** EXCERPT TO READ **
⟨
NOTES TO CONSOLIDATED FINANCIAL STATEMENTS — (Continued)
      The following table summarizes information regarding stock options outstanding and exercisable as of October 31, 2004:
                                         
        Options Outstanding   Options Exercisable
             
        Weighted-Average        
        Remaining   Weighted-Average       Weighted-Average
Range of Exercise Prices   Number   Contractual Life   Exercise Price   Number   Exercise Price
                     
$2.88 - $3.51
    121,500       6.64     $ 3.12       94,625     $ 3.12  
$3.62 - $3.63
    154,250       8.04     $ 3.62       37,775     $ 3.63  
$3.81 - $3.98
    204,625       7.57     $ 3.95       82,875     $ 3.93  
$4.00 - $4.18
    74,250       6.21     $ 4.08       53,500     $ 4.07  
$4.29 - $5.29
    415,500       9.11     $ 5.00       231,125     $ 4.87  
                               
      970,125       8.08     $ 4.25       499,900     $ 4.20  
                               
Restricted Stock Plan
      On October 4, 2001, the Company adopted the 2001 Restricted Stock Plan (the “2001 Plan”). Under the 2001 Plan, the Company authorized the granting of restricted stock to employees who are not officers or directors, consultants, and independent contractors. The Company has reserved 50,000 shares of common stock for grant under the 2001 Plan, which included 18,500 shares and 400 shares granted on October 4, 2001 and June 30, 2002, respectively. Based on the market price of the Company’s shares at that date, compensation expense of $1,000 was recorded on June 30, 2002.
⟩
** DESCRIPTION OF THE TASK **
In the financial statement notes, how many shares of common stock did the Company reserve for grant under the 2001 Restricted Stock Plan?

** Saved data entries **
⟨
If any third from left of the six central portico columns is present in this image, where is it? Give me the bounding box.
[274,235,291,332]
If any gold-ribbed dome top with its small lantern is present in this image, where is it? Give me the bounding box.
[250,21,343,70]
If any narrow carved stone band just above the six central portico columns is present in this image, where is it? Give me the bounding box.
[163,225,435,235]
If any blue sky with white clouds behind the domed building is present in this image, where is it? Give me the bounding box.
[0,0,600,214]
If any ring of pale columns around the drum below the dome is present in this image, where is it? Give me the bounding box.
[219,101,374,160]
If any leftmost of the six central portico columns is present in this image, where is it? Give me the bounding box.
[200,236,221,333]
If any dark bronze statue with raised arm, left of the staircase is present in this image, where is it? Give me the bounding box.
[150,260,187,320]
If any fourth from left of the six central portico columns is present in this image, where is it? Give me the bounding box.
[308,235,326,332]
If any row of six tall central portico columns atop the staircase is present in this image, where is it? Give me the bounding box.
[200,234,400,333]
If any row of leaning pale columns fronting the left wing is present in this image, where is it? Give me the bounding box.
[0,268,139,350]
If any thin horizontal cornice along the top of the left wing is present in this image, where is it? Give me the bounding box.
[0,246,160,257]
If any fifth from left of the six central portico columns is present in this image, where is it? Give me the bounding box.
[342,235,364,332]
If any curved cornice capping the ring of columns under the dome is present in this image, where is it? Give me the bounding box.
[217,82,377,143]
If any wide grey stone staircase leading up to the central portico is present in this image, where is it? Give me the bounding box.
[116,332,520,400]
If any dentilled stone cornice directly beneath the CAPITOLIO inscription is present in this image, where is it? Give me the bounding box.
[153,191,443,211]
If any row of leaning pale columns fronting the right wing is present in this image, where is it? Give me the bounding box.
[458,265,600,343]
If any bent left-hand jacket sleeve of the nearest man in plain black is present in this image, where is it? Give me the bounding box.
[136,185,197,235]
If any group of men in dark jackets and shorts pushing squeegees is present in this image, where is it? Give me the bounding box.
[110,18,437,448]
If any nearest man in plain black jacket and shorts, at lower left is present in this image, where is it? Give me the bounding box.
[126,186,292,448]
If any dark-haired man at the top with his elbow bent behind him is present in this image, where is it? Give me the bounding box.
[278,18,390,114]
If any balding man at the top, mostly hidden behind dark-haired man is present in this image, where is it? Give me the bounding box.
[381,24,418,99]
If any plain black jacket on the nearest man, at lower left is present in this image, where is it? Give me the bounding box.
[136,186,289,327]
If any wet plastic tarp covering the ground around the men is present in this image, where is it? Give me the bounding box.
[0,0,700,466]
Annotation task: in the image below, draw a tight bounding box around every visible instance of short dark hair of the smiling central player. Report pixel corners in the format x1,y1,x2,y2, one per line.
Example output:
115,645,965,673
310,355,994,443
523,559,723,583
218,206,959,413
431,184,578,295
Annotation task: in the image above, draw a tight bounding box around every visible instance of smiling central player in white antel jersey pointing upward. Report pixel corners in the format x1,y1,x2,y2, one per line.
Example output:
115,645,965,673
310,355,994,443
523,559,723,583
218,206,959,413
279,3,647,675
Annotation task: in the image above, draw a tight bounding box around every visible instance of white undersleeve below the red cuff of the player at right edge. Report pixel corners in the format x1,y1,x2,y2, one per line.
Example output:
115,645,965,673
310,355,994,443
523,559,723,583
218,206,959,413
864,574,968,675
⟩
⟨
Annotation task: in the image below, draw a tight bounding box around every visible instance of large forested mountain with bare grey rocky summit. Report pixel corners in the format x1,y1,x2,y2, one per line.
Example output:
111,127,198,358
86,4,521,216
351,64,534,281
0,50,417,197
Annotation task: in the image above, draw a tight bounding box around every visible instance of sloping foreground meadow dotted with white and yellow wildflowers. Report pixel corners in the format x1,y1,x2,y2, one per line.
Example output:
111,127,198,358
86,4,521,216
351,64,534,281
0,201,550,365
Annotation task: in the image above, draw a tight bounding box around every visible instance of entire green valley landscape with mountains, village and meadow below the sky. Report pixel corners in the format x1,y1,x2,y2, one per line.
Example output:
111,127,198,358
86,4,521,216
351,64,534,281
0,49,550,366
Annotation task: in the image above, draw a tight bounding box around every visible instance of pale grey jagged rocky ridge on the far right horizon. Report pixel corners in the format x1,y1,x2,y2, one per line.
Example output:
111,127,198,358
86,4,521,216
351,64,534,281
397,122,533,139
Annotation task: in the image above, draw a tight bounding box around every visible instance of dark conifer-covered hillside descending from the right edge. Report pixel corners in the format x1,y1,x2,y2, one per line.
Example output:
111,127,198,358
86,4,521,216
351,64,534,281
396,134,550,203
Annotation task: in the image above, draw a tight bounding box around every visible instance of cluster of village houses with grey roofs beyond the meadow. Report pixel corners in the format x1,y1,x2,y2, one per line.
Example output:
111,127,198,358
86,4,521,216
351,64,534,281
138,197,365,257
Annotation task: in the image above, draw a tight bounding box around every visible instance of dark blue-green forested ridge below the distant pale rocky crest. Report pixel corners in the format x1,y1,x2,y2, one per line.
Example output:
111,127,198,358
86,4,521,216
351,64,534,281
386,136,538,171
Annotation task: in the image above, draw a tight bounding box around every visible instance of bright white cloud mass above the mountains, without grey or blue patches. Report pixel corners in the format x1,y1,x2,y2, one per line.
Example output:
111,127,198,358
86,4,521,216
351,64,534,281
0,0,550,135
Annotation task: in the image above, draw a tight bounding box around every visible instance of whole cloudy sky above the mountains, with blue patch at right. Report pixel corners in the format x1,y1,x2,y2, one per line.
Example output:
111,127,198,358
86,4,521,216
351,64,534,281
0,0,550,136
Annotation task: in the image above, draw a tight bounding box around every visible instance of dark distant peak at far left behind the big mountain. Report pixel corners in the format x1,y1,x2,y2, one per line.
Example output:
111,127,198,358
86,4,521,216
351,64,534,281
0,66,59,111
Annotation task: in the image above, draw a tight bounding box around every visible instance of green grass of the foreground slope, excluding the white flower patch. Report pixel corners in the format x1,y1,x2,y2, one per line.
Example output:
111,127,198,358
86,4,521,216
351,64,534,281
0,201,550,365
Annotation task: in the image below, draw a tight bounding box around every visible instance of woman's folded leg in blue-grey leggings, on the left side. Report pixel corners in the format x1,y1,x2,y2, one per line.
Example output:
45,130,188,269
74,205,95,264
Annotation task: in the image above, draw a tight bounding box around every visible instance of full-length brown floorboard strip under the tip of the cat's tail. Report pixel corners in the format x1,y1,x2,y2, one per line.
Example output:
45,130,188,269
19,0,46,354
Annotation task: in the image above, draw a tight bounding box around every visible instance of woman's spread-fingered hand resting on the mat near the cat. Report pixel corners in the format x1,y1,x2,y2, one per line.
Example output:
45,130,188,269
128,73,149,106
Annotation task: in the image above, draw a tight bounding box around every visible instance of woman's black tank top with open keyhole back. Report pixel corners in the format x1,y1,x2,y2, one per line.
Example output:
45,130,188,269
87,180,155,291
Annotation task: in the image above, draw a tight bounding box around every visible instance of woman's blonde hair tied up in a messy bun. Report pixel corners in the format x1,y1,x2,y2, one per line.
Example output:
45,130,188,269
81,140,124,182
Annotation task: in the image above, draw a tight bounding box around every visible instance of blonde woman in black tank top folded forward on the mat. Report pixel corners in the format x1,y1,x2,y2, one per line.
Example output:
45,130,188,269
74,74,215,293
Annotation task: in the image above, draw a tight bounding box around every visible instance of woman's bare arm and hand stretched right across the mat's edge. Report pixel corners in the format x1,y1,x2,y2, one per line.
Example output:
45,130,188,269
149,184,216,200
⟩
** ANSWER BOX **
50,000 shares.